Exercise materials:
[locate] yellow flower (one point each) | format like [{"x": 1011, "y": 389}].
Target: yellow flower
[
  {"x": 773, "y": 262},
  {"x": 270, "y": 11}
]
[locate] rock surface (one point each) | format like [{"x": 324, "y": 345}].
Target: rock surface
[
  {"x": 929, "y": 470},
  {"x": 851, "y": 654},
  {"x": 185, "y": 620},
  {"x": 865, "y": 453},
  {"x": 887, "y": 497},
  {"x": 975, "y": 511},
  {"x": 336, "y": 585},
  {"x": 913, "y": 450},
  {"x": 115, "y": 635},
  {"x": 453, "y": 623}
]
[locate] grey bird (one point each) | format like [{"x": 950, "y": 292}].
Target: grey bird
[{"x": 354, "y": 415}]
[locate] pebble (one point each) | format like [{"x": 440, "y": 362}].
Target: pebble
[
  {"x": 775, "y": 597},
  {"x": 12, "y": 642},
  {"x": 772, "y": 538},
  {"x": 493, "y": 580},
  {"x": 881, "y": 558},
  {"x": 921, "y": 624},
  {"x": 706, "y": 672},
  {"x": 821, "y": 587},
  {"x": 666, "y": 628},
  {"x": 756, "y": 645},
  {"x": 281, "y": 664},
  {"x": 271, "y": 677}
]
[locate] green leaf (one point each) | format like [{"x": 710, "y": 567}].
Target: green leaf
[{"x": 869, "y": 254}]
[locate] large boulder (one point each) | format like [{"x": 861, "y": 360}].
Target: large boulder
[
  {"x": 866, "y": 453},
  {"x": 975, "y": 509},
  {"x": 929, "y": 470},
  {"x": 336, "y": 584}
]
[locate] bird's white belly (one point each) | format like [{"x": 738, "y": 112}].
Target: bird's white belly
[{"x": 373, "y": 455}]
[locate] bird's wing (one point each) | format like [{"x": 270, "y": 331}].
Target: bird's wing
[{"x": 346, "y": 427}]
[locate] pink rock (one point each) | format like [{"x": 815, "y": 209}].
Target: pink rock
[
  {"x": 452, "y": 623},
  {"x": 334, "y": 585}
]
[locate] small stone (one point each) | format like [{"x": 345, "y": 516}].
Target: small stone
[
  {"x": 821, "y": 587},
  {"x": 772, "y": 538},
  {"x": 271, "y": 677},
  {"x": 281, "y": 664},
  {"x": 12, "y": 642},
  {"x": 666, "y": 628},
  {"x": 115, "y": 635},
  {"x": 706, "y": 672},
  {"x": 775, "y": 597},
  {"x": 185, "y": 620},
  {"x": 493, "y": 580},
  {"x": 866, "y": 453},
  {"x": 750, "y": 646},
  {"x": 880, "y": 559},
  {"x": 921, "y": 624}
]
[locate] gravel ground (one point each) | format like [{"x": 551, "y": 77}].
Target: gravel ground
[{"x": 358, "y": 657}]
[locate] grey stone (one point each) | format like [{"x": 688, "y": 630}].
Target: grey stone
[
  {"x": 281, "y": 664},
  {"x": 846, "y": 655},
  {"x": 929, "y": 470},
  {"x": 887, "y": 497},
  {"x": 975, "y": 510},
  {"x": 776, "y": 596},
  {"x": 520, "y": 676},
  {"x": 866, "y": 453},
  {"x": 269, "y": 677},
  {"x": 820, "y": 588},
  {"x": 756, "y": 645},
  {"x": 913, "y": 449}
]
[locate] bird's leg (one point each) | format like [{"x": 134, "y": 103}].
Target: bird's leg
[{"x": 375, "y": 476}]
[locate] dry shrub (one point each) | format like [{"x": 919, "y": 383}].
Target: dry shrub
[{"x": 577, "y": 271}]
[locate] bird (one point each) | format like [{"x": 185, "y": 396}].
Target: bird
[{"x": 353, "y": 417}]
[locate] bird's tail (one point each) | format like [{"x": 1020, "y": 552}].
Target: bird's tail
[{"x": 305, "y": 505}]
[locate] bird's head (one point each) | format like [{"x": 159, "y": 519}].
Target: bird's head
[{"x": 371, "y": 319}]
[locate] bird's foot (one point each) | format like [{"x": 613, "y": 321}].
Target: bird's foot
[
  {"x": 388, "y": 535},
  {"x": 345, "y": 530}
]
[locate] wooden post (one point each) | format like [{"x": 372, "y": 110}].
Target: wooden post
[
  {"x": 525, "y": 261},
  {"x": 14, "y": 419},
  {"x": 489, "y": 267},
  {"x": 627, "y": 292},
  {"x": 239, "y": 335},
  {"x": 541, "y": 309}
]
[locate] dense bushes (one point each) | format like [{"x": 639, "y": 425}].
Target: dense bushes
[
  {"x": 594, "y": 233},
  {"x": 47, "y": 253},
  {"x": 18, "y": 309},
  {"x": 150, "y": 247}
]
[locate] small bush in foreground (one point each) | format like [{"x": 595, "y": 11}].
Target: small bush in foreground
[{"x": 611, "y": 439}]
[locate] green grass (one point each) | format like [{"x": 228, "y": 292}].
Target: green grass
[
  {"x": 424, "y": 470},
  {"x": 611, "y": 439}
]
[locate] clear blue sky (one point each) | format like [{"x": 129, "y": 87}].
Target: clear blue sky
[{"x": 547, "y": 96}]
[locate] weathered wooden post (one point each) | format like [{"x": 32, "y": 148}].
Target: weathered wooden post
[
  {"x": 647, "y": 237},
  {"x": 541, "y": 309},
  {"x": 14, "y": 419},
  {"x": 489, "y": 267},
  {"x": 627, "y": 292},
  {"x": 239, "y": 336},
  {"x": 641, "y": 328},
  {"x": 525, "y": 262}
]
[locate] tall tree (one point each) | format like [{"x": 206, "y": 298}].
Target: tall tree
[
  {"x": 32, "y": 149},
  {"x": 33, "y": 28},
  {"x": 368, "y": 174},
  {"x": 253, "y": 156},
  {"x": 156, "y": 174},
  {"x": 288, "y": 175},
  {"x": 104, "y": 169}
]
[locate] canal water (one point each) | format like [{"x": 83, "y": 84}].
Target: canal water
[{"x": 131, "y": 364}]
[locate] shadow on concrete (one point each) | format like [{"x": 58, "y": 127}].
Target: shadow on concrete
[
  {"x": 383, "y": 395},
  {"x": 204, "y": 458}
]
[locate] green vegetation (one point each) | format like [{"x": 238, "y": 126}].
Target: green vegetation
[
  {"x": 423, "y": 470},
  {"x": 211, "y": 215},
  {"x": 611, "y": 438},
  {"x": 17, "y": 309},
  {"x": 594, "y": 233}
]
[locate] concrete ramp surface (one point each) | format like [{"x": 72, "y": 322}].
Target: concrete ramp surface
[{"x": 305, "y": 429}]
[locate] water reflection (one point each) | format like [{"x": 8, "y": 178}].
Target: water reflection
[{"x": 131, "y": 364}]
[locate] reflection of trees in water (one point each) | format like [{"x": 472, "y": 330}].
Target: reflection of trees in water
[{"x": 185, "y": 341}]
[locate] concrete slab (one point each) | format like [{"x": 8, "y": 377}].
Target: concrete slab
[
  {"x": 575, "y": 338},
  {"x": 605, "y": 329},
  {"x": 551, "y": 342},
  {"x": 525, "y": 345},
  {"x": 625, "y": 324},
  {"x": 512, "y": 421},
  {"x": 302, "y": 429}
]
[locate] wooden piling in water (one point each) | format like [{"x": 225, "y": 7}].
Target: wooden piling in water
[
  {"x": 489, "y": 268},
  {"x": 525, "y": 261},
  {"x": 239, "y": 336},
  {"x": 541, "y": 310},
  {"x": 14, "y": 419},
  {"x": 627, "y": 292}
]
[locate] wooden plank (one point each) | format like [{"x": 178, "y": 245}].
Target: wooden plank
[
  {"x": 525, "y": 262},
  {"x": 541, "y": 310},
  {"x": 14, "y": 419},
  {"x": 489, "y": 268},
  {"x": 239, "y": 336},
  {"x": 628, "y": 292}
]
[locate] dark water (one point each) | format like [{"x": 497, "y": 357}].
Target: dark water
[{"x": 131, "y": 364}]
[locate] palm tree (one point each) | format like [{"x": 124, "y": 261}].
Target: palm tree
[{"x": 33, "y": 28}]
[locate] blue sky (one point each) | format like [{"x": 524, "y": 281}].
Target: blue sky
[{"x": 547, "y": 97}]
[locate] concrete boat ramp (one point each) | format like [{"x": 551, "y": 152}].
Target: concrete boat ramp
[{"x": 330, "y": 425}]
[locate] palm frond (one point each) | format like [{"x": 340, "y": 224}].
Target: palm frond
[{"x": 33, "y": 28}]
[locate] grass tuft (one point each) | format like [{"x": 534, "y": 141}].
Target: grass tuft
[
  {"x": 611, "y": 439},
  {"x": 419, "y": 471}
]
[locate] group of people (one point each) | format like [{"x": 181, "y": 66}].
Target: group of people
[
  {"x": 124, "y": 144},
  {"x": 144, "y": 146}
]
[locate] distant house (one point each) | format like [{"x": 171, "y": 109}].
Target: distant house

Stated goal:
Write out once more the lines above beginning at the line with "[locate] wooden plank"; continue through the final line and stop there.

Expected output:
[locate] wooden plank (one point each) | format like [{"x": 178, "y": 245}].
Target: wooden plank
[
  {"x": 525, "y": 262},
  {"x": 541, "y": 310},
  {"x": 14, "y": 419},
  {"x": 489, "y": 268},
  {"x": 239, "y": 336},
  {"x": 628, "y": 292}
]
[locate] dark water (one point each) | format like [{"x": 497, "y": 357}].
Target: dark water
[{"x": 131, "y": 364}]
[locate] palm tree (one point each) | format like [{"x": 124, "y": 261}].
Target: palm tree
[{"x": 33, "y": 28}]
[locate] blue sky (one point each) | format like [{"x": 524, "y": 281}].
Target: blue sky
[{"x": 547, "y": 97}]
[locate] concrete boat ramp (one point each) | format like [{"x": 551, "y": 152}].
Target: concrete boat ramp
[{"x": 330, "y": 425}]
[locate] palm frond (one point each) | format like [{"x": 340, "y": 224}].
Target: palm frond
[{"x": 33, "y": 28}]
[locate] grass tuft (one point each) | format like [{"x": 534, "y": 141}].
Target: grass tuft
[
  {"x": 611, "y": 439},
  {"x": 419, "y": 471}
]
[locate] group of people (one point each) | format like [{"x": 181, "y": 66}].
Target: group of people
[
  {"x": 124, "y": 144},
  {"x": 144, "y": 146}
]
[locate] distant house (one point each) | format like [{"x": 171, "y": 109}].
Target: distant house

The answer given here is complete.